### Records for this task
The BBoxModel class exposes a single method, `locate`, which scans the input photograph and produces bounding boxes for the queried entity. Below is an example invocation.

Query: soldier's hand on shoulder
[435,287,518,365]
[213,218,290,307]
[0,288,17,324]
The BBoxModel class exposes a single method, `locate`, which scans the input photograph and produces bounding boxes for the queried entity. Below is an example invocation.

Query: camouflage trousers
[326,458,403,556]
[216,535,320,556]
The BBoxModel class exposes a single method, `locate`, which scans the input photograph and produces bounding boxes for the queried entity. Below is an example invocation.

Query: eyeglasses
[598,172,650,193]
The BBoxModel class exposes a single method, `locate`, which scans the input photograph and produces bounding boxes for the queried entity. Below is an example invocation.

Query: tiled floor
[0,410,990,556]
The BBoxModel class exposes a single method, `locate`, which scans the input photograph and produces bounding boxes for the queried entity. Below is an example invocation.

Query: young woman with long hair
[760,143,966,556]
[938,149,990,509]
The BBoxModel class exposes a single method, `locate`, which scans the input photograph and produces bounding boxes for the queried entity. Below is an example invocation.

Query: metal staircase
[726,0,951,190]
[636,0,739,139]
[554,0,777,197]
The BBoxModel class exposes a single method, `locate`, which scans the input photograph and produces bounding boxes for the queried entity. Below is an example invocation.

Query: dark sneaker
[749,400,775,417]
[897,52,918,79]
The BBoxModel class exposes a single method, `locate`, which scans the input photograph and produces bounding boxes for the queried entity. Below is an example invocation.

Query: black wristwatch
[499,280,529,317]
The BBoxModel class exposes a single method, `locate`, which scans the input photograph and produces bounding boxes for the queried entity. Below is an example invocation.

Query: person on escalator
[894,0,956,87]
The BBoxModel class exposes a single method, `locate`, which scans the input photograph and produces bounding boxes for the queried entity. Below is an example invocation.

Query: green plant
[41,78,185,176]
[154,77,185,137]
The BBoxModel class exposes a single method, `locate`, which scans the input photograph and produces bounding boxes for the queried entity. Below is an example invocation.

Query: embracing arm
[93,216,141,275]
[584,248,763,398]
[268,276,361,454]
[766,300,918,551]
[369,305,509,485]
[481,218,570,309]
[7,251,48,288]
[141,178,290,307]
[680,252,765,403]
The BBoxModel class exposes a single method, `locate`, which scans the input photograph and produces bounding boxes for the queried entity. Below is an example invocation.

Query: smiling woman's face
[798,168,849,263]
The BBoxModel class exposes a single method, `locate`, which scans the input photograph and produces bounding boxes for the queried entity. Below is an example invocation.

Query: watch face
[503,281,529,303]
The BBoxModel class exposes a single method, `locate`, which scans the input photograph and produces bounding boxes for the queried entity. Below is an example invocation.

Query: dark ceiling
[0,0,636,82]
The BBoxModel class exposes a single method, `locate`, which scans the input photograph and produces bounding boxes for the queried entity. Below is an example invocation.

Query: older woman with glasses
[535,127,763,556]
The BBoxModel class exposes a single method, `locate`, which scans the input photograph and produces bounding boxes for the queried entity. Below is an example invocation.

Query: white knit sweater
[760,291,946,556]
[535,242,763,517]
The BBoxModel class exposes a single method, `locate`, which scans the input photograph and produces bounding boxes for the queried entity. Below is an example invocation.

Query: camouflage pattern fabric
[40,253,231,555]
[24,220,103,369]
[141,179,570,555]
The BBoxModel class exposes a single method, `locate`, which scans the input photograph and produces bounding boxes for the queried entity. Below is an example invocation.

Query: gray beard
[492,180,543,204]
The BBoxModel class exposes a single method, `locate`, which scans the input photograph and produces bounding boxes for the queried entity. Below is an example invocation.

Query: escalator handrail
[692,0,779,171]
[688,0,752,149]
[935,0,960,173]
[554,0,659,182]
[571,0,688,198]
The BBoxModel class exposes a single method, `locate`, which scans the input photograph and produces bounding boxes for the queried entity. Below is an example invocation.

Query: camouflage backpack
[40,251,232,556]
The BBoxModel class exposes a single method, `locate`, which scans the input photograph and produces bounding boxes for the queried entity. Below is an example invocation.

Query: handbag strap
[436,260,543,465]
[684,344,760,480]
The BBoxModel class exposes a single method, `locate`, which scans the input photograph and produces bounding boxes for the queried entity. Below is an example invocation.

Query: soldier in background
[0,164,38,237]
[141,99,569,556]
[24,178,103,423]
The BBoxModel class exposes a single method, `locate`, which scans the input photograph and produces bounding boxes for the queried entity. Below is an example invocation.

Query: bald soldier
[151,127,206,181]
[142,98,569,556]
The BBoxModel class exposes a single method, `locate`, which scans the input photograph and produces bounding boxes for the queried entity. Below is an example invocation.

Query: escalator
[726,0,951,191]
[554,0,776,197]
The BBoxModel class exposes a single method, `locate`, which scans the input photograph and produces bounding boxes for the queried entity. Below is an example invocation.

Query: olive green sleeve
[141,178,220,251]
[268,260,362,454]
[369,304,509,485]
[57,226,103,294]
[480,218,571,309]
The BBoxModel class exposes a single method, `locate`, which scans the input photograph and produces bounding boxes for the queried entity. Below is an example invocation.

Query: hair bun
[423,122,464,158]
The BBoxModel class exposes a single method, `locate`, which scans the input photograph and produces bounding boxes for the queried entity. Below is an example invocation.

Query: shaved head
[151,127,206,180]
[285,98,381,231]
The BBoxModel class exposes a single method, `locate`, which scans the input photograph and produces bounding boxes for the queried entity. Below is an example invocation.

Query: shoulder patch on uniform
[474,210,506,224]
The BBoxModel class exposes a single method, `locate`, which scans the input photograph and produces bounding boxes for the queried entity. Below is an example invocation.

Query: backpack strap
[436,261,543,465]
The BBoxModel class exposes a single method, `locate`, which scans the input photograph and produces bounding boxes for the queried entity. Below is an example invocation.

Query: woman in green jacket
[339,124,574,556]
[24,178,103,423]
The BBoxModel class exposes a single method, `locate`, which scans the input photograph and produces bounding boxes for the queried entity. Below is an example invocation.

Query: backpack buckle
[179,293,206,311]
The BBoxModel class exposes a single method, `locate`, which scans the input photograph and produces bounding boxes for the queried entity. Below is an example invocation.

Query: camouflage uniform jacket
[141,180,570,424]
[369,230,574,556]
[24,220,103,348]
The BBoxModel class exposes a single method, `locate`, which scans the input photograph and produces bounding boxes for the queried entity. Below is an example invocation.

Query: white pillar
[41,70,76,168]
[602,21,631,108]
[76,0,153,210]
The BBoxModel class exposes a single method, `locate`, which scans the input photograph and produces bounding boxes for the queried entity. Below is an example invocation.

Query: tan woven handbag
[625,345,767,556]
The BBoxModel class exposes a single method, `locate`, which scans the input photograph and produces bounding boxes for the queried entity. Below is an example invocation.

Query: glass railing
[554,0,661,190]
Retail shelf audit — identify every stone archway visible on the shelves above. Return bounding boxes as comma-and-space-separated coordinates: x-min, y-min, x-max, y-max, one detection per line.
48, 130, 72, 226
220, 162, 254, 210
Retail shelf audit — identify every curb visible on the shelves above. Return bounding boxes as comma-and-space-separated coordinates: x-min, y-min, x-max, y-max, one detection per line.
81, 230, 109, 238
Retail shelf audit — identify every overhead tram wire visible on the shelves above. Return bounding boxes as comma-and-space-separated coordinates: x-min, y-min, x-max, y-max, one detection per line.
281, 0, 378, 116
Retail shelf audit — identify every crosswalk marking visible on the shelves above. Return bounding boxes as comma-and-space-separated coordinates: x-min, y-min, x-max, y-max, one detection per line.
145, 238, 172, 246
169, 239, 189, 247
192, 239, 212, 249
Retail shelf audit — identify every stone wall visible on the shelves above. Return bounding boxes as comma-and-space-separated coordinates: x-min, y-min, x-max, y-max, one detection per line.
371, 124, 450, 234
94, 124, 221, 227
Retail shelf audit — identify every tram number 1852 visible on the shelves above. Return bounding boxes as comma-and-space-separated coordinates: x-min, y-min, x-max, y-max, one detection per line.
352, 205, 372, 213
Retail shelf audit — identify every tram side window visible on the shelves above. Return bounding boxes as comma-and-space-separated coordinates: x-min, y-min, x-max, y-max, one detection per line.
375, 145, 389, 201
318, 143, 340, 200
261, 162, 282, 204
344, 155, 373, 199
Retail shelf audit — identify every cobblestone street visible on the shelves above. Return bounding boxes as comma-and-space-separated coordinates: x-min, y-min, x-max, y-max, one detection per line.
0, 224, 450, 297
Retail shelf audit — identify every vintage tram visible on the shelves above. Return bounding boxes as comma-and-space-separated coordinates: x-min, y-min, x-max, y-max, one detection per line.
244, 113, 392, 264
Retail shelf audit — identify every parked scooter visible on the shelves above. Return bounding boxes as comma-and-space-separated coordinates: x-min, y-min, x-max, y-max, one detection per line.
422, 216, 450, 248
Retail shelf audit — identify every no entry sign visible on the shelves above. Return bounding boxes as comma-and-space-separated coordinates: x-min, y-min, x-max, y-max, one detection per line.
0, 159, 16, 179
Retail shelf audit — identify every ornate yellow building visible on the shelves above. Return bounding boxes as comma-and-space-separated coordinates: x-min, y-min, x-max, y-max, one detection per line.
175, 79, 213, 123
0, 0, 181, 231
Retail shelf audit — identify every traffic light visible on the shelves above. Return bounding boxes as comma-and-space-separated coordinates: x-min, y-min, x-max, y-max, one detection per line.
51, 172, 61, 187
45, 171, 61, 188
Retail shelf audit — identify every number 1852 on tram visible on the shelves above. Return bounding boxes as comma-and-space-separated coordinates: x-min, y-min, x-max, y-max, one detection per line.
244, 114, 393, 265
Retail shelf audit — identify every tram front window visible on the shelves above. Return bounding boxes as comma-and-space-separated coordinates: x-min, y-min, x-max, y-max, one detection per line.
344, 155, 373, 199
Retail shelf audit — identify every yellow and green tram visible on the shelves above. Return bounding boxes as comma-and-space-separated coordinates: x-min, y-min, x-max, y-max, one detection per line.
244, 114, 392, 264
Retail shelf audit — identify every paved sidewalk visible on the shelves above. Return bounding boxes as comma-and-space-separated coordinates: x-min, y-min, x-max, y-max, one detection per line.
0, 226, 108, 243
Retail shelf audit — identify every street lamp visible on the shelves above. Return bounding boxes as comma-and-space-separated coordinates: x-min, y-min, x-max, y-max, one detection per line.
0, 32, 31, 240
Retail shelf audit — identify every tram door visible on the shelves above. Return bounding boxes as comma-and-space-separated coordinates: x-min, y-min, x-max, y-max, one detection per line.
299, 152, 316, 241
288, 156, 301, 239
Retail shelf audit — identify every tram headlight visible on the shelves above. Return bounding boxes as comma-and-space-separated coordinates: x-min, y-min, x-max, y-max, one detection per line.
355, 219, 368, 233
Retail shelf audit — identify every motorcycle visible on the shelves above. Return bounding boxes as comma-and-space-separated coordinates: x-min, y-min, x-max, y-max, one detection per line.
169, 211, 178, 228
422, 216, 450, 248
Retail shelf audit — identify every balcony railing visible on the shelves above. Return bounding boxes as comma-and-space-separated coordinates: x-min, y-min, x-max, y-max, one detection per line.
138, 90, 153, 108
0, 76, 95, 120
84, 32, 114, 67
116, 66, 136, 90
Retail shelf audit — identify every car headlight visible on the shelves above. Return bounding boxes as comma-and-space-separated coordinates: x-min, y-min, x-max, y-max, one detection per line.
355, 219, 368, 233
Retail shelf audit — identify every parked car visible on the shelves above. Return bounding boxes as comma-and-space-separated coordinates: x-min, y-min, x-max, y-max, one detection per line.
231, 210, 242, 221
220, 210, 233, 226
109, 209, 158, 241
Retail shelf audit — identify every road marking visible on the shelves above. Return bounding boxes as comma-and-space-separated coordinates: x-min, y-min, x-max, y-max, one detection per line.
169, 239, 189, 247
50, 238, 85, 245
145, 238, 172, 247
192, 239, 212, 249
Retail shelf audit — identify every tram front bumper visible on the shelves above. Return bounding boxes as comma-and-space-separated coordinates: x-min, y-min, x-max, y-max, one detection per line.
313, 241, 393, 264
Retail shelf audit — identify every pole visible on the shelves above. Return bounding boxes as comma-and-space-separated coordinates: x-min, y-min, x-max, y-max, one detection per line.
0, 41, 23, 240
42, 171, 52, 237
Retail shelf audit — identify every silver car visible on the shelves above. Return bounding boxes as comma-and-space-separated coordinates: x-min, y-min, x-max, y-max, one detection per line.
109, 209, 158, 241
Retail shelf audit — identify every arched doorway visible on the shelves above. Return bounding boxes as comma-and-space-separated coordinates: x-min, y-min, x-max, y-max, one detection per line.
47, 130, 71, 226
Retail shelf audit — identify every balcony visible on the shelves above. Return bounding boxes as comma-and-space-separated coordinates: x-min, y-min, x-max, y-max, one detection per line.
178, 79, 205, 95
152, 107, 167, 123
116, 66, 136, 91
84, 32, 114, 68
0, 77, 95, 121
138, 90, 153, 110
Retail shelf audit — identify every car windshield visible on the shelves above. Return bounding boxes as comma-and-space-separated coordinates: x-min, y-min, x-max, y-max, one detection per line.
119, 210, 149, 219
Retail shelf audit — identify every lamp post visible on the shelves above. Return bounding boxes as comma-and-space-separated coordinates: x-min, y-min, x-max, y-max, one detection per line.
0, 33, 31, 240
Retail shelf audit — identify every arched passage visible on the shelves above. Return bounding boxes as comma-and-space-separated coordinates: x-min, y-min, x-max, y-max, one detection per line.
######
# Set exercise
Please retype everything from the line containing "Retail shelf audit — identify every traffic" down to the line containing "116, 66, 136, 90", with both of those lines included, precisely as they appear in the records.

# Task answer
Retail shelf audit — identify every traffic light visible on the shelves above. Return bounding boxes as comma-and-space-separated coordinates: x-min, y-min, x-max, y-max, one detection per line.
51, 172, 61, 187
45, 171, 61, 188
Retail shelf audit — identify every number 1852 on tram visible on the shelves above. Return bounding boxes as comma-and-space-separated coordinates: x-min, y-min, x-max, y-max, one detection per line.
244, 114, 393, 265
Retail shelf audit — identify every tram front window visible on the shelves above. Return bounding boxes as comma-and-space-separated coordinates: x-min, y-min, x-max, y-max, one detection per line.
344, 155, 373, 199
Retail shelf audit — identify every yellow and green tram visible on the shelves above. Return bounding boxes as comma-and-space-separated coordinates: x-min, y-min, x-max, y-max, one detection per line.
244, 114, 392, 264
Retail shelf audit — identify every paved sidewalk visible on the shelves above. Return bounding boxes as comma-and-space-separated coordinates: x-min, y-min, x-max, y-max, one detection per line.
0, 226, 108, 243
Retail shelf audit — identify every street lamp visible on the shelves above. Return bounding boxes as comma-and-space-separated coordinates: x-min, y-min, x-max, y-max, one detection per line.
0, 32, 31, 240
Retail shelf audit — identify every tram door visible on the shelves above. Return bounding boxes as comma-and-space-separated coordinates: x-min, y-min, x-max, y-max, one detection per line.
299, 152, 316, 241
288, 156, 301, 239
Retail shelf audit — identify every tram headlight visible on the shelves above. Return bounding boxes as comma-and-space-separated coordinates: x-min, y-min, x-max, y-max, one detection per line.
355, 219, 368, 233
Retail shelf audit — identify every motorcycle visible on the shelves above. Return bounding boxes as comma-and-space-separated coordinates: x-min, y-min, x-max, y-max, one detection per line.
169, 211, 178, 228
422, 216, 450, 248
Retail shelf audit — identify every balcony railing visible on the shelves above. Return bounding boxes as comma-and-space-separated coordinates: x-min, y-min, x-max, y-max, one detection per line.
138, 90, 153, 108
0, 76, 95, 120
84, 32, 114, 67
116, 66, 136, 90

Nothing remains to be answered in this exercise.